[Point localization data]
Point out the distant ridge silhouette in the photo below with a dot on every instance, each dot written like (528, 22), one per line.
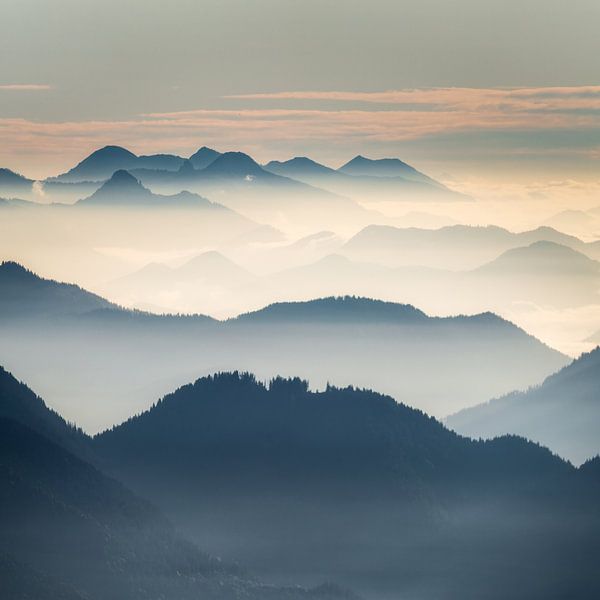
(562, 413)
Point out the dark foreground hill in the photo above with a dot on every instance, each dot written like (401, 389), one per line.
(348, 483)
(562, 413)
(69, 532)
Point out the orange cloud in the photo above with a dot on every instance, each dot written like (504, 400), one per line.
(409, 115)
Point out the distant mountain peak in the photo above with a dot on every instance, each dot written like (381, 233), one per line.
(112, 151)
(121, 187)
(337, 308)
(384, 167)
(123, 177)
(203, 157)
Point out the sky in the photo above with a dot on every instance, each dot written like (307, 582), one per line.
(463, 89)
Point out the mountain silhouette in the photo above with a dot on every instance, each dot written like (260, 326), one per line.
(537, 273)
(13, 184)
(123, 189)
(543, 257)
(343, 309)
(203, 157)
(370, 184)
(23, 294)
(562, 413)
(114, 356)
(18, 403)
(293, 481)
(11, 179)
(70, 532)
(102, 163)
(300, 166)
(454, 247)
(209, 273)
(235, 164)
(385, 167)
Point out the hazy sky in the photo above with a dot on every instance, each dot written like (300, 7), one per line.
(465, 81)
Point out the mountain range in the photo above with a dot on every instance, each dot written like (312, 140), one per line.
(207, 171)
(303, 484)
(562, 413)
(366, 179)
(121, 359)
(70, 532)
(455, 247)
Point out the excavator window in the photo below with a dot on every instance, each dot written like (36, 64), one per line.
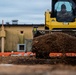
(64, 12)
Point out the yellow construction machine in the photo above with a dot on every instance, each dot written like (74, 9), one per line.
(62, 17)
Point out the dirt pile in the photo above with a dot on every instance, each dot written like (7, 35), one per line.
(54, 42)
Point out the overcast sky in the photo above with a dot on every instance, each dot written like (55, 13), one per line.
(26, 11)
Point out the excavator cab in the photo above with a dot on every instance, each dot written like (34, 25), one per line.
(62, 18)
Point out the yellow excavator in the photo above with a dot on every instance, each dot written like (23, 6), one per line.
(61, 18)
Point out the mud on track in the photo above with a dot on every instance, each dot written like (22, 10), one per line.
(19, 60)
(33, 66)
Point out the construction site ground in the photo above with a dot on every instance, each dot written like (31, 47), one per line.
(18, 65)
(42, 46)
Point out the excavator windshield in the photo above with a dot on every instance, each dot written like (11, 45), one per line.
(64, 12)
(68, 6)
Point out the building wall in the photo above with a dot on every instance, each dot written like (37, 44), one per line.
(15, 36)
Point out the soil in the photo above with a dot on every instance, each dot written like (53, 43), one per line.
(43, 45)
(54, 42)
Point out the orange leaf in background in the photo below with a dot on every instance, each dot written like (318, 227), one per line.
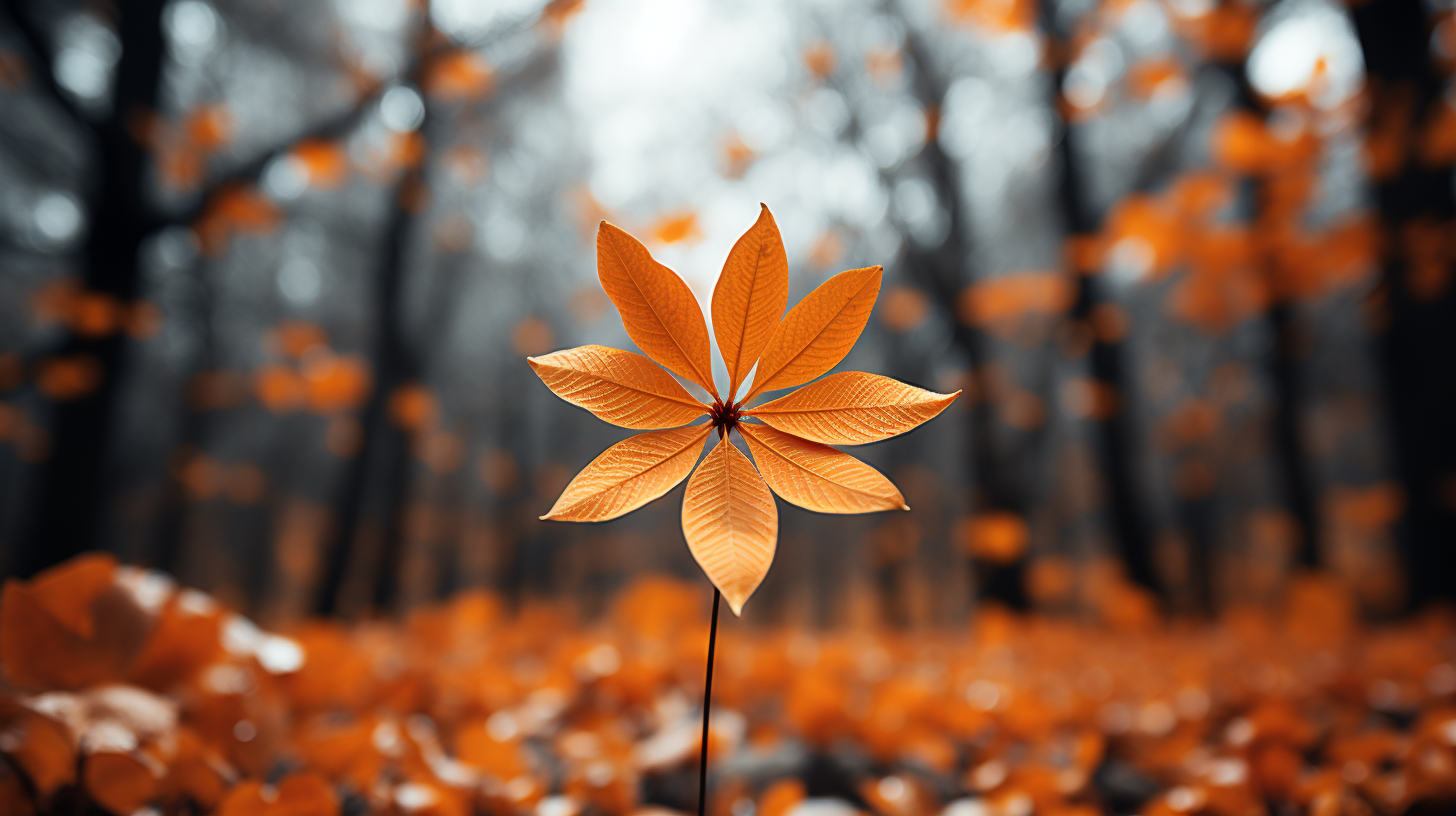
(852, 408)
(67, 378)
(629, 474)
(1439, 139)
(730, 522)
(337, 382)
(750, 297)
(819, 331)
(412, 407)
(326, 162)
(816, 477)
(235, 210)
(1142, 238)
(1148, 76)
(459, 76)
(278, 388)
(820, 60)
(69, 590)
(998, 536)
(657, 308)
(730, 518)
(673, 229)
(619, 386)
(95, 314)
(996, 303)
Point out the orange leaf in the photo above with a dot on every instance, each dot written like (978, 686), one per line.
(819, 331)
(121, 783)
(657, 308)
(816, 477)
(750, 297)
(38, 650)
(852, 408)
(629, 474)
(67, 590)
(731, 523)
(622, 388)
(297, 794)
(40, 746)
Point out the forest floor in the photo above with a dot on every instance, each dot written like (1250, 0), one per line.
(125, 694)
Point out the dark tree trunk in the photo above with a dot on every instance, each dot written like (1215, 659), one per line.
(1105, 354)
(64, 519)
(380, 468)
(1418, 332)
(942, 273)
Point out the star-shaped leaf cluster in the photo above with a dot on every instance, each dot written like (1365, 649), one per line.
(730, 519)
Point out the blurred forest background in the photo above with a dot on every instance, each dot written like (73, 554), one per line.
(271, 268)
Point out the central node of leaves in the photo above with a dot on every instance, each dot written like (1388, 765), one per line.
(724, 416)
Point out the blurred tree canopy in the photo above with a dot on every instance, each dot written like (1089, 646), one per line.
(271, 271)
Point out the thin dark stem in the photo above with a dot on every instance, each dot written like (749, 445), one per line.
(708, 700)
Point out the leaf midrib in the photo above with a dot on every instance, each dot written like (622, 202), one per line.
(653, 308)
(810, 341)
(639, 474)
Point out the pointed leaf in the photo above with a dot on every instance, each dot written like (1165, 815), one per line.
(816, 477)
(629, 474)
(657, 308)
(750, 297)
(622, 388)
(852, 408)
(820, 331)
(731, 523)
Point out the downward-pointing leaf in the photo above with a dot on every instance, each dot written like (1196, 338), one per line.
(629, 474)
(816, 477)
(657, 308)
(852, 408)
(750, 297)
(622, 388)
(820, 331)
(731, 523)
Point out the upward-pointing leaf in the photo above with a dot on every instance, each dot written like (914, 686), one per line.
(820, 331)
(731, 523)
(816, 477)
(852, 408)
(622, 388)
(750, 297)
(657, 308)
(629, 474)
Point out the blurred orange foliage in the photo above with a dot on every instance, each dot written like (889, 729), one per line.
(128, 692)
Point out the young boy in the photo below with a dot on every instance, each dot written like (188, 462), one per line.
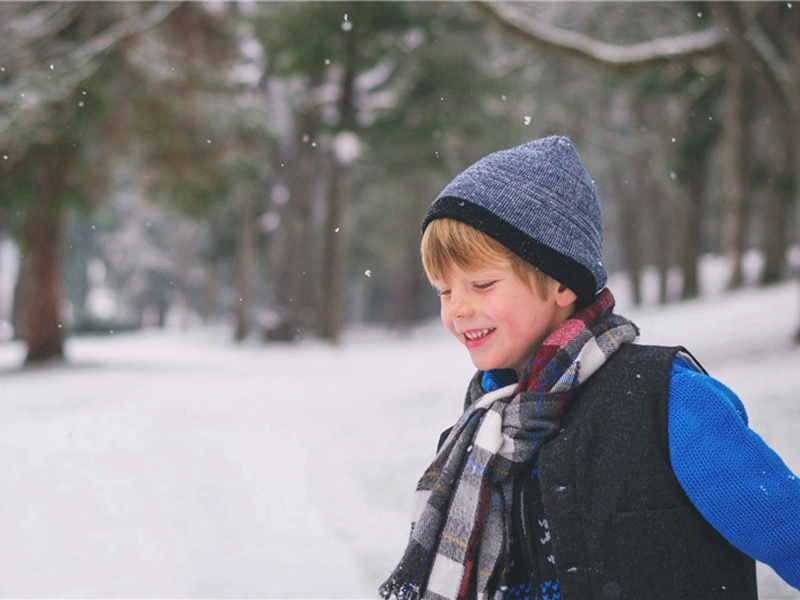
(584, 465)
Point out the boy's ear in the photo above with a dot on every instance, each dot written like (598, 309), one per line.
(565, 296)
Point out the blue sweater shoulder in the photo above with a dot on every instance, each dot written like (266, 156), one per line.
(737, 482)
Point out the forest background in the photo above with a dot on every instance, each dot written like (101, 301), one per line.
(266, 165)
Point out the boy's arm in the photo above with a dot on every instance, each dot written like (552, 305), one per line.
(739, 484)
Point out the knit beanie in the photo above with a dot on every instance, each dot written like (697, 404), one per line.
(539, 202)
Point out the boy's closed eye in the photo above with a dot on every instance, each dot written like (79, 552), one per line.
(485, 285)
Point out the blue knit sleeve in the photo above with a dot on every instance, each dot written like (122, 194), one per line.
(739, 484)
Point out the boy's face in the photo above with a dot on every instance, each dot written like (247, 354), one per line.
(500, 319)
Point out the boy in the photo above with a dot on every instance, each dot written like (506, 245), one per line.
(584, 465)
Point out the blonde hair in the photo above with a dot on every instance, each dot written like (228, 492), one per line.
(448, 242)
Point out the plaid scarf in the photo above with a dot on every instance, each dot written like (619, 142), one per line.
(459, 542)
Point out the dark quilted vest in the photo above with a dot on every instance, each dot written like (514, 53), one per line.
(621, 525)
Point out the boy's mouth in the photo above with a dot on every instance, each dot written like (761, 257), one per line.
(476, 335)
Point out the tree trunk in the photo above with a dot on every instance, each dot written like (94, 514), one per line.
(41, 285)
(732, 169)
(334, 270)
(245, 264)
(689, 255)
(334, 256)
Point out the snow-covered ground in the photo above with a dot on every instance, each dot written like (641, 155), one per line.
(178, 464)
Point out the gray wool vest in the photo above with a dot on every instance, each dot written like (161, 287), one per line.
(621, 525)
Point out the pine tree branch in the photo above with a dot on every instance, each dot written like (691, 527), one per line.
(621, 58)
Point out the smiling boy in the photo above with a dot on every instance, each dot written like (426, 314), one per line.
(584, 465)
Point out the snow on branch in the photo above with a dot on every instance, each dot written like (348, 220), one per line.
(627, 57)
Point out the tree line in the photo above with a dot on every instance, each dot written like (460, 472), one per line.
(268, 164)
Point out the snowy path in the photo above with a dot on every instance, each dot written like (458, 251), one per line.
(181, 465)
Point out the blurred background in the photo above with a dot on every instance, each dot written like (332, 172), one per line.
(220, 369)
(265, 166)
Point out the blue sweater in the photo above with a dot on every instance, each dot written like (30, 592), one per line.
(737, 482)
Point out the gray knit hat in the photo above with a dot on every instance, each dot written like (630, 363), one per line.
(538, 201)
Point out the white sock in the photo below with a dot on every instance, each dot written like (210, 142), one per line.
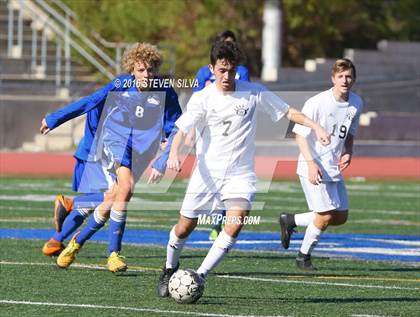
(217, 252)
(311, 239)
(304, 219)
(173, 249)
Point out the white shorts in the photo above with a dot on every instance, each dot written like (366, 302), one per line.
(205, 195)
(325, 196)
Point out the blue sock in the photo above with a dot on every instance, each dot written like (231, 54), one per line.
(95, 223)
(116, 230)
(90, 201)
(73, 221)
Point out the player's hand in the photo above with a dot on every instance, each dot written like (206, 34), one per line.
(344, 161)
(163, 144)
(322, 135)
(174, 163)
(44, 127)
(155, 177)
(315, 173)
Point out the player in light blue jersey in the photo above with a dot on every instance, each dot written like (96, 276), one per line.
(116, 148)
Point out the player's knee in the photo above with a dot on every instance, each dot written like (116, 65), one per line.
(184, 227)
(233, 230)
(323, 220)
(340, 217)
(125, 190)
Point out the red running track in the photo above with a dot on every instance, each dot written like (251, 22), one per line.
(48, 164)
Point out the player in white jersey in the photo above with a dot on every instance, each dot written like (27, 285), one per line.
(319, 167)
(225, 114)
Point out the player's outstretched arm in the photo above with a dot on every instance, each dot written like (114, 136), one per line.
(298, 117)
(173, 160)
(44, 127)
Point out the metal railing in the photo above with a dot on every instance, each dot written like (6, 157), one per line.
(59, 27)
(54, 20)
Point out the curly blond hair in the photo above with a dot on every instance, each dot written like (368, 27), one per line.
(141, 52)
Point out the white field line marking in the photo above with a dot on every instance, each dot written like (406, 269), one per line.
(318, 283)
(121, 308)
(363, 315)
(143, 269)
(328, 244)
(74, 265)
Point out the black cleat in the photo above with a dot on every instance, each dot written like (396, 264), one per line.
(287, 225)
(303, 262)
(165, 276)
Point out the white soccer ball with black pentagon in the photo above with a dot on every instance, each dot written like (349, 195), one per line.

Task to carry out – Repeat precisely the lines of the data starting at the one containing "Point out the curly", last line included.

Expected answer –
Point out the curly blond hair in the photo above with a dot on every instance, each dot written like (368, 27), one per line.
(141, 52)
Point out the white field line marking in the photo above with a dot on every instance, each dot written like (406, 269), one per line.
(318, 283)
(121, 308)
(363, 315)
(143, 269)
(328, 244)
(74, 265)
Point out the black cleat in the photo above with a dot on every instance, each dot written like (396, 264), one per line.
(287, 225)
(303, 262)
(165, 276)
Point out the white soccer ball with black pentagon in the photo above with a dot on every instance, each dot written like (349, 195), one per line.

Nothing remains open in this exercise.